§ DATA
* BEGIN *
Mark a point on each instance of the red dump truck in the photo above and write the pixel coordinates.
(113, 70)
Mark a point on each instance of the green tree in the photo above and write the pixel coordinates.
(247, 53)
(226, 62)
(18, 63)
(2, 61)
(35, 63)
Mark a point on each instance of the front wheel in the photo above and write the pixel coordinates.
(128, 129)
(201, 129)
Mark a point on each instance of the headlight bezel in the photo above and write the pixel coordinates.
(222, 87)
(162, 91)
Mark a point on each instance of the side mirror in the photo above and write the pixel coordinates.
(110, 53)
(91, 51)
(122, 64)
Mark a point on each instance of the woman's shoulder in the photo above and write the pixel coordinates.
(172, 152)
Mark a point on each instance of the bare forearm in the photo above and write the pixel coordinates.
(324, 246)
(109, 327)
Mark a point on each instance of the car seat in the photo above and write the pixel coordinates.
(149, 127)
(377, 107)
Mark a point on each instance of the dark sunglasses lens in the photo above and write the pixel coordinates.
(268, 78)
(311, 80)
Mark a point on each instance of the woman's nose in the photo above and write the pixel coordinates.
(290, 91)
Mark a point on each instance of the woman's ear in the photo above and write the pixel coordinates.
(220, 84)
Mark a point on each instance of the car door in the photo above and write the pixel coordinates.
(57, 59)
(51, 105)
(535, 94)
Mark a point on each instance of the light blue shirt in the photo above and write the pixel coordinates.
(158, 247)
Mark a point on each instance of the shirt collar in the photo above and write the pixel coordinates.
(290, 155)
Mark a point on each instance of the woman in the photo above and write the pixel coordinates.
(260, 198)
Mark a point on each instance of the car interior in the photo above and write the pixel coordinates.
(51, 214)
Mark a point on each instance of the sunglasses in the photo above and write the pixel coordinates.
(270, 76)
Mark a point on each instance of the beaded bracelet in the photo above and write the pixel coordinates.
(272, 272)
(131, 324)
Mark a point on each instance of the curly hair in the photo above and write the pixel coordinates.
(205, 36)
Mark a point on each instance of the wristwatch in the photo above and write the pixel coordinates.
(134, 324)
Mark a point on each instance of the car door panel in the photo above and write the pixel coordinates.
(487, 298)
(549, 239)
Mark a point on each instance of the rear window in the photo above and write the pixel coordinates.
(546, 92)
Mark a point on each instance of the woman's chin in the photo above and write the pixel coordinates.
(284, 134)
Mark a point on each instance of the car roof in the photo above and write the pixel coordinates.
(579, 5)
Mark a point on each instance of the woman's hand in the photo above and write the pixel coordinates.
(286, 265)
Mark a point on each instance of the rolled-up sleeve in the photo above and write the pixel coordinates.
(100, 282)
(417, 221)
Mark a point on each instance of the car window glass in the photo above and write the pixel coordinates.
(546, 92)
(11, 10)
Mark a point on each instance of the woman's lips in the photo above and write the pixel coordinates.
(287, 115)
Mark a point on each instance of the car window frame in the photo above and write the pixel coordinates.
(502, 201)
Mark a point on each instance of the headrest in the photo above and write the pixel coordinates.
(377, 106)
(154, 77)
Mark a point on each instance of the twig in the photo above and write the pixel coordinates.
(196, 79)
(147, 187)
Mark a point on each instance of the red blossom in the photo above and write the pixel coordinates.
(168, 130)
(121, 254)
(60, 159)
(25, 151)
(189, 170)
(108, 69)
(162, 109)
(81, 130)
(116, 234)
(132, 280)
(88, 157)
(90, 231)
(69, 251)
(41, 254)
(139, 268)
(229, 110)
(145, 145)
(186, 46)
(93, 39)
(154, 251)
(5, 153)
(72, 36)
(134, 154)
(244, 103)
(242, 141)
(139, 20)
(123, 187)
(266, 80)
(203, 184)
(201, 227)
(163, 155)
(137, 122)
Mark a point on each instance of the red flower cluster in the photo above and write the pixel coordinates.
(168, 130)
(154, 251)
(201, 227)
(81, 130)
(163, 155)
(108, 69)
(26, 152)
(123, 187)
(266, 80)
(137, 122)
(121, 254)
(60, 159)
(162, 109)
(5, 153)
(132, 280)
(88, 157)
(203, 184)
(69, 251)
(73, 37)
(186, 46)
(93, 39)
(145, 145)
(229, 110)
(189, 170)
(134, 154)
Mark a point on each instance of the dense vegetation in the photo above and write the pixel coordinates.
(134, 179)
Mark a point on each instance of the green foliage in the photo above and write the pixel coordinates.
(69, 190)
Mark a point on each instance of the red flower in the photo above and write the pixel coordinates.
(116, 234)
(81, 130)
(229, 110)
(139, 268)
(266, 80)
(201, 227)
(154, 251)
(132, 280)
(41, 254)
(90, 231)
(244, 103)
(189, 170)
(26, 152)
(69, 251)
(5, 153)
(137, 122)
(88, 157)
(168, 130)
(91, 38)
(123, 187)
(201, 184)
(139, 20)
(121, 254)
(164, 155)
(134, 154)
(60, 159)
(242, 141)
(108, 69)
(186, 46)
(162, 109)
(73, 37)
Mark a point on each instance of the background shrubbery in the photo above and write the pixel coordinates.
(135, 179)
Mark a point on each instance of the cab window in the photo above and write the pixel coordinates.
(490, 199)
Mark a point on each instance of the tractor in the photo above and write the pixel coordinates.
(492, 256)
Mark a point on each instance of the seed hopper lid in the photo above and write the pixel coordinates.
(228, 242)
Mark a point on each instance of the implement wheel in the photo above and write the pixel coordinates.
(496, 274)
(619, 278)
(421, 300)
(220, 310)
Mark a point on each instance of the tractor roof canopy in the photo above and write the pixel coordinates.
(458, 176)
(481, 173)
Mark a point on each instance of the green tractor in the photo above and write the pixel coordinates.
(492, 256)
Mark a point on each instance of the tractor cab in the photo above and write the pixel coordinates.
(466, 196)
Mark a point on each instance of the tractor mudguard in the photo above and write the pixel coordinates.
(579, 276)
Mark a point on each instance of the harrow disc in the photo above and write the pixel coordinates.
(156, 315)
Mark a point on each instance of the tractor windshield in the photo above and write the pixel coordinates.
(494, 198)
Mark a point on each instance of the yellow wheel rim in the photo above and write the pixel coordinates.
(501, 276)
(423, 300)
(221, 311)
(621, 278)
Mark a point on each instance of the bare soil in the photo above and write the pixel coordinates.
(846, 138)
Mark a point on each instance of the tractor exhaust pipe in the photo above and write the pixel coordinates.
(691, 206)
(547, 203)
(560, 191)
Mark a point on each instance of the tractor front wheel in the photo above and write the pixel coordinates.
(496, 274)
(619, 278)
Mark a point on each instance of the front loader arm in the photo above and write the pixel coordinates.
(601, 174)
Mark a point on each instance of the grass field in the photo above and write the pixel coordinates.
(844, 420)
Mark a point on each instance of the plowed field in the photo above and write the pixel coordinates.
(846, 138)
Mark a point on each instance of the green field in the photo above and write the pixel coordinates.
* END *
Format the entries from the line containing "Mark a point on each instance of the tractor windshield" through the last entry, inclusive, as a Markdown table with the columns Row and Line, leaving out blank lines.

| Row | Line |
|---|---|
| 1 | Mark a point on each instance of the tractor windshield in the photo above and write the pixel coordinates. |
| 2 | (494, 198) |
| 3 | Mark a point on each instance of the yellow wheel rim in the photo above and write the pixel coordinates. |
| 4 | (501, 276) |
| 5 | (423, 300) |
| 6 | (221, 311) |
| 7 | (621, 278) |
| 8 | Mark a point on each instance of the bare soil in the photo above and write the pixel coordinates. |
| 9 | (846, 138) |
| 10 | Mark a point on each instance of the tractor exhaust pipe in the photo above and write the pixel coordinates. |
| 11 | (691, 206) |
| 12 | (547, 203) |
| 13 | (560, 191) |
| 14 | Mark a point on each instance of the tractor front wheel in the photo above and write the pixel coordinates. |
| 15 | (496, 274) |
| 16 | (619, 278) |
| 17 | Mark a point on each instance of the front loader arm in the photo above and write the pixel coordinates. |
| 18 | (601, 174) |
| 19 | Mark a point on each instance of the grass field in the photo above and write the pixel coordinates. |
| 20 | (844, 420) |
| 21 | Mark a point on each instance of the plowed field in the photo above and write the pixel coordinates. |
| 22 | (846, 138) |
| 23 | Mark a point on each instance of the green field in the photo above and write the pixel coordinates. |